■ Descrição da tarefa:
Continue, por favor, o trecho sobre o levantamento de dissertações e teses de tradução e interpretação de língua de sinais a partir do ponto em que ele termina.

■ Trecho apresentado:
◆ ◆ ◆ ◆ ◆
As dissertações e teses concluídas foram coletadas em bases de dados públicas e acervos particulares. Nas duas bases de dados, o processo de seleção consistiu de duas triagens focadas no título. A primeira com as seguintes palavras: língua de sinais, em alguns casos só sinais, ou Libras. Esta escolha se justifica para evitar um resultado inicial de pesquisa muito vasto devido ao amplo aspecto semântico que intérprete/interpretação podem abarcar, desde música, história, psicanálise até filosofia, etc. Restringida a busca em trabalhos que versavam sobre a língua de sinais/Libras, só então a segunda triagem verificou se no título constava alguma das palavras a seguir: intérprete (s) e/ou interpretação ou, em último caso, tradução/tradutor(a). A escolha pela busca no título justifica-se tendo em vista de que o trabalho, para ser arrolado nesta investigação, deve ser significativo para a constituição acadêmica da tradução e/ou interpretação de língua de sinais, de modo categórico, e esta ênfase mostra-se com a menção ao objeto de estudo no título. As fontes da coleta de dados, para trabalhos já concluídos, foram:

- A Biblioteca Digital Brasileira de Teses e Dissertações (BDTD).
- A Plataforma Lattes.

Utilizei acervos particulares e a lista de discussão dos Intérpretes de Língua de Sinais do Brasil, a BrasILS, principalmente, para o rastreamento dos trabalhos em andamento, portanto ainda não cadastrados nas bases de dados, para os recém concluídos e para aqueles muito antigos em que o cadastramento das dissertações e teses ainda não era prática corriqueira nos programas de pós-graduação. Neste caso, foi feito um pedido na lista de discussão e escrevi para colegas que poderiam ter notícia de algum trabalho em andamento. Fui professora em vários cursos de interpretação e assim tenho uma rede de contato bem ampla nacionalmente e que acionei nesta investigação. No entanto, mesmo assim, estou consciente de algum trabalho pode não ter sido detectado, porém, para fins de primeiro levantamento na área foi suficientemente minucioso.
◆ ◆ ◆ ◆ ◆
■ Dados fornecidos:
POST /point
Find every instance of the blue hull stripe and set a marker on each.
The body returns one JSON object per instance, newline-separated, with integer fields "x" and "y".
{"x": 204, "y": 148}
◆ ◆ ◆ ◆ ◆
■ Resultado da tarefa:
Procedo, em seguida, à exposição e análise dos dados, considerando o programa de pós-graduação no qual a dissertação ou tese foi executada, o ano de conclusão ou início (no caso dos trabalhos em andamento) e à Instituição de Ensino Superior (IES).

3. Os dados e sua análise

Divido a amostragem dos trabalhos em dois grandes conjuntos: concluídos e em andamento. Ao final procedo a um cruzamento entre estes períodos para obter uma visão ampla do panorama dos estudos na área, desde o primeiro até o mais recente que me foi possível rastrear.

3.1 Produção acadêmica concluída

Considerei as dissertações e teses concluídas até o começo do segundo semestre de 2009. Temos a seguinte relação da produção acadêmica coletada 2:

Dissertações

  1. RAMOS, Clélia Regina. Língua de Sinais e Literatura: uma proposta de trabalho de tradução cultural. Dissertação (Mestrado em Semiologia). Universidade Federal do Rio de Janeiro, 1995.
  2. PIRES, Cleidi Lovatto. Questões de fidelidade na interpretação em Língua de Sinais. Dissertação (Mestrado em Educação). Universidade Federal de Santa Maria, 1999.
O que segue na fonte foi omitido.